▸ **MATERIAL FOR THIS EXERCISE**:
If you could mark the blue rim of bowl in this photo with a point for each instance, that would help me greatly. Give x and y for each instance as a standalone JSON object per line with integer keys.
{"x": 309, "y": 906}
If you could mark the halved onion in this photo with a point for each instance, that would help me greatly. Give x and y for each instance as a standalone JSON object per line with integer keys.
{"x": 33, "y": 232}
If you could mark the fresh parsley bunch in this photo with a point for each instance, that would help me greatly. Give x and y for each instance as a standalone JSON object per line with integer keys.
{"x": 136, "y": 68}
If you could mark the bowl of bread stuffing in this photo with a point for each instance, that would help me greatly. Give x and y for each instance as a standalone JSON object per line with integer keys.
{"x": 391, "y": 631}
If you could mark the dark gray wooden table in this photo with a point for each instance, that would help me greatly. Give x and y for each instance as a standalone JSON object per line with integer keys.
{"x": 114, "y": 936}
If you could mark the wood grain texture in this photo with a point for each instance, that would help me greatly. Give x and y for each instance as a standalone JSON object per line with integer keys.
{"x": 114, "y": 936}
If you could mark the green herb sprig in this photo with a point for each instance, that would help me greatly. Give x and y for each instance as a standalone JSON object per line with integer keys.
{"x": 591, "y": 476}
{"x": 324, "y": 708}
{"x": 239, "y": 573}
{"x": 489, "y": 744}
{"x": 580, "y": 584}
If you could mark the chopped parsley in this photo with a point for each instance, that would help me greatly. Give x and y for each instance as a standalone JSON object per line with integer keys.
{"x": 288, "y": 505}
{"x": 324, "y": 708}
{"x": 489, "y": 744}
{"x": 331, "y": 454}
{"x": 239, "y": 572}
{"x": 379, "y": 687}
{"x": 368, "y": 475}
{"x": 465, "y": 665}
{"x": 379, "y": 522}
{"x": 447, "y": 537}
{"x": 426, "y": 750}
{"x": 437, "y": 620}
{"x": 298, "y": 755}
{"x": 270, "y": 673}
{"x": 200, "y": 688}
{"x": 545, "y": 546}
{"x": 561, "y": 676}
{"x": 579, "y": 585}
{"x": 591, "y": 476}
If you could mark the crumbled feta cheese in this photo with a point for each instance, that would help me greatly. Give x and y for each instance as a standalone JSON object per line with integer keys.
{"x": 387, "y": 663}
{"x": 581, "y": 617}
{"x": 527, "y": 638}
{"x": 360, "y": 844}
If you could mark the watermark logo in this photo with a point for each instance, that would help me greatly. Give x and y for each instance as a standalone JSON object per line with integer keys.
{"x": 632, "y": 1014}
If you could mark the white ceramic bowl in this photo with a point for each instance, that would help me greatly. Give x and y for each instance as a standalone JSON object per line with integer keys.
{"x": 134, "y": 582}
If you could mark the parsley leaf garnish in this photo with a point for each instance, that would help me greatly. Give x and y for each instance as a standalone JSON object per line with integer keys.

▸ **EXERCISE**: Output an exact copy of the lines beginning at the one that holds "If you could mark the watermark" and running through the final line of the records.

▸ **OUTPUT BELOW**:
If you could mark the watermark logo in this photo with a point for each instance, that would help me greatly. Give x and y for each instance as a standalone JSON object per line with integer keys.
{"x": 632, "y": 1014}
If you could mark the white ceramic bowl in this photo with a point for each instance, that would help me greatly. Give x and y for each instance as a standalone JSON object per line with integer keys.
{"x": 134, "y": 582}
If you could mark the parsley leaf garnish in this photo with a point for each instance, that would help me greatly. Give x and y for each instance as a standalone JSON object per line with integer keys.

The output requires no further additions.